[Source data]
BEGIN

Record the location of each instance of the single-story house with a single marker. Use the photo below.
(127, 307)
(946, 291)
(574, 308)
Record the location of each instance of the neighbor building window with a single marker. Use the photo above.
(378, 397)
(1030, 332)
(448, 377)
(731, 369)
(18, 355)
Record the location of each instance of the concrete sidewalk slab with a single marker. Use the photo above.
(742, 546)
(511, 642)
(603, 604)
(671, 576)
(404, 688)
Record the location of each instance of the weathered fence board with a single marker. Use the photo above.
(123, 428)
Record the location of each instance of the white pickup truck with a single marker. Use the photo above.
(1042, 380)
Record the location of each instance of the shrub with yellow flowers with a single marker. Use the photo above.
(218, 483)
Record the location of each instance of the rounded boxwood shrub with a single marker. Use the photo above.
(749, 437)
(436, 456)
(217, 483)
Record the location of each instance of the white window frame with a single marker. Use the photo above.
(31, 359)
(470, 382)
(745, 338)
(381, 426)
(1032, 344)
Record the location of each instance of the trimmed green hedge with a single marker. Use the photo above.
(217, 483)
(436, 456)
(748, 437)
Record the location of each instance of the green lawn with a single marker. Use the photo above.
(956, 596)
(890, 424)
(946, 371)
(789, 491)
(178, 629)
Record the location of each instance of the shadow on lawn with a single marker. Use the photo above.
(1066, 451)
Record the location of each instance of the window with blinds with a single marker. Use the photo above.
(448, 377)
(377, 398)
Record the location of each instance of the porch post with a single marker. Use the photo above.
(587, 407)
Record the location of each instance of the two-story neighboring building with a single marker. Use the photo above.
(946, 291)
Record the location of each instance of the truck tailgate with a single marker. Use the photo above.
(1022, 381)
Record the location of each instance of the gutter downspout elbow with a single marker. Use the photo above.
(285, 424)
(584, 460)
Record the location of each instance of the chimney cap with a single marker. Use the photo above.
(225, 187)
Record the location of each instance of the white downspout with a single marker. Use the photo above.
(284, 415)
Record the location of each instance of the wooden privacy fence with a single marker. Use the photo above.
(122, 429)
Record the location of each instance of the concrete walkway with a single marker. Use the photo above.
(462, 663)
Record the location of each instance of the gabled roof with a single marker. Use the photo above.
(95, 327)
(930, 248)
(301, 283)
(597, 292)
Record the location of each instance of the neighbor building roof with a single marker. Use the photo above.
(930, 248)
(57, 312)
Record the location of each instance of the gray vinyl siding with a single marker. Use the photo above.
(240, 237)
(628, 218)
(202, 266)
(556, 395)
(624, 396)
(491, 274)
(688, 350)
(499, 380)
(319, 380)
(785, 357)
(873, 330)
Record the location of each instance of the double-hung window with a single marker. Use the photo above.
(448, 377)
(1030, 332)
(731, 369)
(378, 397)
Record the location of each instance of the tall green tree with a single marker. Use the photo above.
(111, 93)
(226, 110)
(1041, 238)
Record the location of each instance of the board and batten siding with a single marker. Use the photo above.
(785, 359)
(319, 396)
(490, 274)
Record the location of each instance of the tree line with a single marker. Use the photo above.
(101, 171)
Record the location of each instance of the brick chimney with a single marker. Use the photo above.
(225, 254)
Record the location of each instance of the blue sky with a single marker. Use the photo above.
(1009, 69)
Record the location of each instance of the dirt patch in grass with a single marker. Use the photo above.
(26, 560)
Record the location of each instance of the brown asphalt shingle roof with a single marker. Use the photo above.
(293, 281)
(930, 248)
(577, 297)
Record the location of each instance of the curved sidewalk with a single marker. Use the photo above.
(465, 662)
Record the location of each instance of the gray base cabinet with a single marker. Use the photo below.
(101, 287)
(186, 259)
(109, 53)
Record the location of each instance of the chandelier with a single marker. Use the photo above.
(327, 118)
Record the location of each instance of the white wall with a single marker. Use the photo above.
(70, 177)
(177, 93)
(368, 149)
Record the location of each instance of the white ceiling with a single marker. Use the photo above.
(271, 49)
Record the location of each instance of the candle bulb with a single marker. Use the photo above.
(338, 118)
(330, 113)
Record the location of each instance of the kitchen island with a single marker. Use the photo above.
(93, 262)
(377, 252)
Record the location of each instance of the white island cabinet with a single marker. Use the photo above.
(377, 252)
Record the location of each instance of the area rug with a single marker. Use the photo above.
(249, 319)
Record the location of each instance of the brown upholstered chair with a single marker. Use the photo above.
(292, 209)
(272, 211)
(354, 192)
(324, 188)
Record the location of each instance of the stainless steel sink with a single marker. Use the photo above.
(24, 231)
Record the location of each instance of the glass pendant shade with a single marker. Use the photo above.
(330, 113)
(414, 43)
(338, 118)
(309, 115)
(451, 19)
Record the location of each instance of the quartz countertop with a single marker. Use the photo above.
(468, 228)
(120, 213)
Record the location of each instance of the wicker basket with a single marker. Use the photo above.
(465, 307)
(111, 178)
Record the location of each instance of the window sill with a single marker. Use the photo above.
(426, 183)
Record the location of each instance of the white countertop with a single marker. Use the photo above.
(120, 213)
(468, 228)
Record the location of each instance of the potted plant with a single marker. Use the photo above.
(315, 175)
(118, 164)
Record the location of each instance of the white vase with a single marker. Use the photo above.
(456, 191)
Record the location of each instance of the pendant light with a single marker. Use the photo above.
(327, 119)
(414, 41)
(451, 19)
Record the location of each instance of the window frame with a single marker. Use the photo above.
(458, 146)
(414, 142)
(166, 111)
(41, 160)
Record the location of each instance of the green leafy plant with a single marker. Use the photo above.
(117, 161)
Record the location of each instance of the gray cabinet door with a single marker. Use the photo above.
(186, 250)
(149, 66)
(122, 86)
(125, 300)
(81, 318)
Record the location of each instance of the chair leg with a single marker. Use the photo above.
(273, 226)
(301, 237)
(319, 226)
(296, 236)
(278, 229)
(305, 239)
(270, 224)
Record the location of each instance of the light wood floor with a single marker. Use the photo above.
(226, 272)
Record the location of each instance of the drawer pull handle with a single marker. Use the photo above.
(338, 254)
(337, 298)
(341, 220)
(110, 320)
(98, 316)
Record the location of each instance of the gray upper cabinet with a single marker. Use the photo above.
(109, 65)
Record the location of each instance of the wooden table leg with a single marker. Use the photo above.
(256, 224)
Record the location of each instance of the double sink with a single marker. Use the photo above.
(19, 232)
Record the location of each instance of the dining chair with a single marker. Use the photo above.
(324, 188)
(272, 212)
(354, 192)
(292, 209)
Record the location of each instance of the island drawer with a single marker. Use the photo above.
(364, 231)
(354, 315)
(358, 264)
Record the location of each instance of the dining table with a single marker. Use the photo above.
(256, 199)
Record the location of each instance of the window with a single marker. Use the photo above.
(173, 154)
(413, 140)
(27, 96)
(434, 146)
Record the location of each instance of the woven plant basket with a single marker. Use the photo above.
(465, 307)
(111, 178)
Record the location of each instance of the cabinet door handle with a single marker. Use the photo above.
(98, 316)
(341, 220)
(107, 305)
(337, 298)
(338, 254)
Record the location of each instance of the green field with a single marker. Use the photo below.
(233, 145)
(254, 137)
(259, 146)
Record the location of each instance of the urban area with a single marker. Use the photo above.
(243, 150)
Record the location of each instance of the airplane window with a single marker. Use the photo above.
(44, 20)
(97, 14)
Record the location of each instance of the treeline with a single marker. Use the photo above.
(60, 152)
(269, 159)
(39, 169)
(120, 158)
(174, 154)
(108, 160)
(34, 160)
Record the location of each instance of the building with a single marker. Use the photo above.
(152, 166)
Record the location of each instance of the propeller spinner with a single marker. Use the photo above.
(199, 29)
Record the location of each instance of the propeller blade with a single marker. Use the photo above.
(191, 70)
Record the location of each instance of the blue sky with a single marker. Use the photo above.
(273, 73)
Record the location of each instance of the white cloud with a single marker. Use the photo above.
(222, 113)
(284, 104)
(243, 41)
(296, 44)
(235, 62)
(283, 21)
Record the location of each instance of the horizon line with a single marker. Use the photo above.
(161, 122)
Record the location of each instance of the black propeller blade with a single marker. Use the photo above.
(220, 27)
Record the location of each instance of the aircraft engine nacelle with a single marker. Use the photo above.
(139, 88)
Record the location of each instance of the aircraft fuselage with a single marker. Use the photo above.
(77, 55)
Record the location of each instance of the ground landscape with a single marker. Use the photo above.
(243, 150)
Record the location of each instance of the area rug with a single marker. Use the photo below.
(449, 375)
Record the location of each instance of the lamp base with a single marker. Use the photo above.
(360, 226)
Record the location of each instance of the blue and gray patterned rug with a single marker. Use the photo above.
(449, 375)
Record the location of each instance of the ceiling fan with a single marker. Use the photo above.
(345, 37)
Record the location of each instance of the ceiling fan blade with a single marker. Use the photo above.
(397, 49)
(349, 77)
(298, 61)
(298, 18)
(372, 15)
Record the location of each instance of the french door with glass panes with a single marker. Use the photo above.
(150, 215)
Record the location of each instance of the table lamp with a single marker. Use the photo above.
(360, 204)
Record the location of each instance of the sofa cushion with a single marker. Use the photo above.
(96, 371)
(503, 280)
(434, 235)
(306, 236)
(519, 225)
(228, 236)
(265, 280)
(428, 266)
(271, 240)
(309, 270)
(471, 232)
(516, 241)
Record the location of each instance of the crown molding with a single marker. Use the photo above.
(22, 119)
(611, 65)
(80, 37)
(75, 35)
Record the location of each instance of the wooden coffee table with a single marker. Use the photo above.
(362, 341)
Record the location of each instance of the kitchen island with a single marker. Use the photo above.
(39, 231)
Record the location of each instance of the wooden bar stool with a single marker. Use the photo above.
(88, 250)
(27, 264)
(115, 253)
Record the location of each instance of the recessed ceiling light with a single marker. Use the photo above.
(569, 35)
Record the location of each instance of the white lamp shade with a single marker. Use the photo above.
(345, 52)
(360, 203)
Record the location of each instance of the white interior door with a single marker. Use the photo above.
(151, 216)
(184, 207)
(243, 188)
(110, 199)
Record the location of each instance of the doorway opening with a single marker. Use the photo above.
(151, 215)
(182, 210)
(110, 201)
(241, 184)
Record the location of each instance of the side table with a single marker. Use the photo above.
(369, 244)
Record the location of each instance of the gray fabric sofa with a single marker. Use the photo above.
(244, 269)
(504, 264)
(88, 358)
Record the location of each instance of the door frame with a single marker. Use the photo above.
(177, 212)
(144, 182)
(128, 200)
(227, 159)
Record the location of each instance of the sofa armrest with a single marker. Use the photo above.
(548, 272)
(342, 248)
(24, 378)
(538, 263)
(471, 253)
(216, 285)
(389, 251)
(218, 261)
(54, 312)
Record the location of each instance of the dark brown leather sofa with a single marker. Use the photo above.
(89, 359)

END

What you need to do. Starting at the line that contains "Record the location of each instance of the wooden bar", repeat each line exactly through the last one in the listing. Include both of those lines and nothing more.

Answer to the problem.
Record the location of each instance of the wooden bar stool with a single marker. Use the photo above.
(88, 250)
(27, 264)
(115, 253)
Record the location of each instance of the recessed ceiling light with a single marker. Use the photo above.
(569, 35)
Record the location of each instance of the white lamp shade with a single marker. Use the photo above.
(345, 52)
(360, 203)
Record the location of each instance of the white interior door with a single marker. Use the photo above.
(151, 216)
(184, 207)
(243, 188)
(110, 199)
Record the location of each instance of the doorway opening with a single marker. Use the photo above.
(151, 215)
(182, 210)
(110, 201)
(241, 184)
Record the location of each instance of the side table with a single marker. Use the photo above.
(369, 244)
Record the location of each instance of the gray fabric sofa with a single marker. Use the photo above.
(244, 269)
(504, 264)
(88, 358)
Record the location of each instance of the door frame with a single marker. Use the photo above.
(177, 212)
(144, 182)
(128, 200)
(227, 159)
Record the location of each instance of the sofa armrest with a single marker. Use the photo above.
(548, 272)
(342, 248)
(24, 378)
(538, 263)
(471, 253)
(216, 285)
(389, 251)
(218, 261)
(54, 312)
Record the location of each instance of the dark brown leather sofa with a single marker. Use the photo above.
(89, 359)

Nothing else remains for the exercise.